- _DIRECTIVE 1_: Reproduce the part of the meeting transcript that opens with the words containing "Our next item" and closes with "Thank you, convener.".
- _DIRECTIVE 2_: Select every line of the records that contains the string "island", matching case exactly.

Meeting date: Wednesday, February 4, 2015


Contents


Subordinate Legislation


Land and Buildings Transaction Tax (Addition and Modification of Reliefs) (Scotland) Order 2014 [Draft]

The Convener

Our next item of business is to take evidence from the Cabinet Secretary for Finance, Constitution and Economy on a piece of subordinate legislation. The cabinet secretary is joined for this item by David Kerrouchi, Neil Ferguson and John St Clair from the Scottish Government.

I invite the cabinet secretary to make an opening statement explaining the draft order, and remind him not to move the motion at this point.

The Deputy First Minister and Cabinet Secretary for Finance, Constitution and Economy (John Swinney)

Thank you, convener.

United Kingdom stamp duty land tax legislation includes a number of miscellaneous reliefs that apply only in relation to specific organisations or types of property. The purpose of the draft order is to include in our land and buildings transaction tax legislation similar miscellaneous reliefs, using the power in section 27(3)(a) of the Land and Buildings Transaction Tax (Scotland) Act 2013.

There are five reliefs. The first is friendly societies relief, which provides relief from LBTT where two or more registered friendly societies amalgamate. The second is building societies relief, which provides relief where two or more building societies amalgamate. The third is visiting forces and international military headquarters relief, which provides relief for land transactions involving the building or enlarging of barracks or camps for a visiting force, to facilitate the training of a visiting force or to promote the health or efficiency of a visiting force.

The fourth is relief for property that is accepted in satisfaction of tax. Under section 11A of the National Heritage Act 1980, which extends to England, Scotland, Wales and Northern Ireland, a land transaction that is entered into by any museum, art gallery, library or other similar institution is relieved from SDLT where property is offered to HM Revenue and Customs by a taxpayer in respect of tax. The property may be transferred to one of a range of heritage bodies. Some Government-sponsored cultural and heritage bodies in Scotland have powers to acquire land or buildings. That includes acquiring as acceptances in lieu, and usually requires the specific agreement of ministers.

If LBTT was to be incurred by cultural and heritage bodies in such cases, any acceptance of land or buildings in lieu would result in a liability on the part of the accepting body to pay LBTT on the acquisition. That would, in effect, be a charge on the public purse. The relief from LBTT, which is an equivalent provision to that which is currently in place for SDLT, has therefore been added to avoid that outcome.

- _INFORMATION SHOWN_:
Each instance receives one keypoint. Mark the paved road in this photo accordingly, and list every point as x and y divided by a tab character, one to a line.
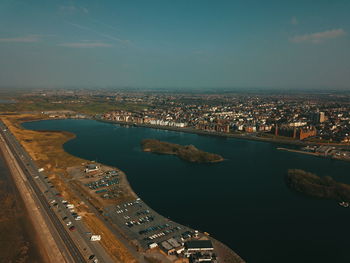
77	244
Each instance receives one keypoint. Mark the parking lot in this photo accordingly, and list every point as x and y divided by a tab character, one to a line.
143	224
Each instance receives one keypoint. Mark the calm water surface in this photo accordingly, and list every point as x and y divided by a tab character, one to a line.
242	201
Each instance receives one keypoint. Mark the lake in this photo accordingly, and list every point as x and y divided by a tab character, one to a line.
243	201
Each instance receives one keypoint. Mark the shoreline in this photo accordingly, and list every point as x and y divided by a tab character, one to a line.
231	255
50	251
24	222
244	136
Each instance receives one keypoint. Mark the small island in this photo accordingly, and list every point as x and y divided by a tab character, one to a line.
185	152
322	187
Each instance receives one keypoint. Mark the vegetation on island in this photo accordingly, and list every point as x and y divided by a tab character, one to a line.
185	152
316	186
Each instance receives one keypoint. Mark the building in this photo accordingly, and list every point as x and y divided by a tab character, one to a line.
299	133
195	246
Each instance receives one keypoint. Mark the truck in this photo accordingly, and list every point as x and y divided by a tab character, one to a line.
95	238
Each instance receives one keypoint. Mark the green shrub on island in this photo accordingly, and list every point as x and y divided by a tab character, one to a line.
316	186
186	152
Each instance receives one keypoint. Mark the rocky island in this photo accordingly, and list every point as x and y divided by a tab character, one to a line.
185	152
321	187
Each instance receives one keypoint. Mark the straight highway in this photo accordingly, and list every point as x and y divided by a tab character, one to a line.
81	249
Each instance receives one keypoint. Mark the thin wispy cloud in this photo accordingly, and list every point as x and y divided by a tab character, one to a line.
72	9
294	21
319	36
85	44
24	39
123	41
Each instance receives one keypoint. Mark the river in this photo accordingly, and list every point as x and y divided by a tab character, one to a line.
242	201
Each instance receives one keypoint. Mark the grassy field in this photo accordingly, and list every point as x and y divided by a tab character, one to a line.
45	147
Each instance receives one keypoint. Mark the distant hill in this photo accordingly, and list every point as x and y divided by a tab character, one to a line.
313	185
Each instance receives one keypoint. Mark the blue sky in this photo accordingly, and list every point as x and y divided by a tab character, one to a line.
179	43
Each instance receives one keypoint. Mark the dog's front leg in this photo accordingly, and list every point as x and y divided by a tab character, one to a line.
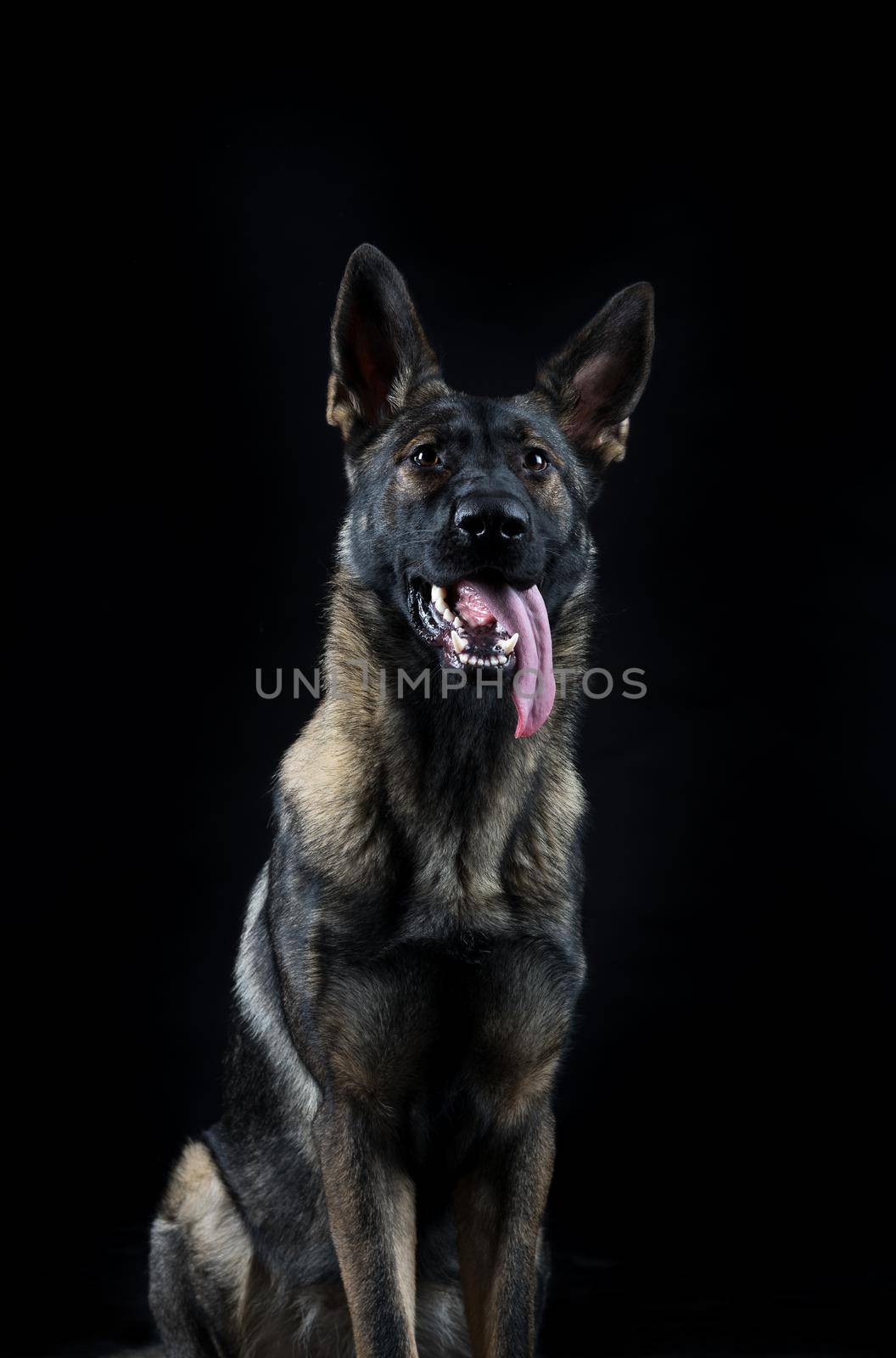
499	1206
372	1219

- _EXPECTED OUTPUT 1_:
Our next item of business is to take evidence from the Cabinet Secretary for Finance, Constitution and Economy on a piece of subordinate legislation. The cabinet secretary is joined for this item by David Kerrouchi, Neil Ferguson and John St Clair from the Scottish Government.

I invite the cabinet secretary to make an opening statement explaining the draft order, and remind him not to move the motion at this point.

The Deputy First Minister and Cabinet Secretary for Finance, Constitution and Economy (John Swinney)

Thank you, convener.

- _EXPECTED OUTPUT 2_:
Each instance receives one keypoint. Mark the small island in this photo accordingly, and list every point as x and y divided by a tab character, one to a line.
Each instance receives one keypoint. Mark the vegetation on island in this photo accordingly, and list every point as x and y divided by a tab character, one to a line.
Each instance receives one keypoint. Mark the green shrub on island in this photo accordingly, and list every point as x and y divided by a tab character, one to a line.
Each instance receives one keypoint. Mark the rocky island in this photo accordingly, and list every point as x and y divided by a tab character, one to a line.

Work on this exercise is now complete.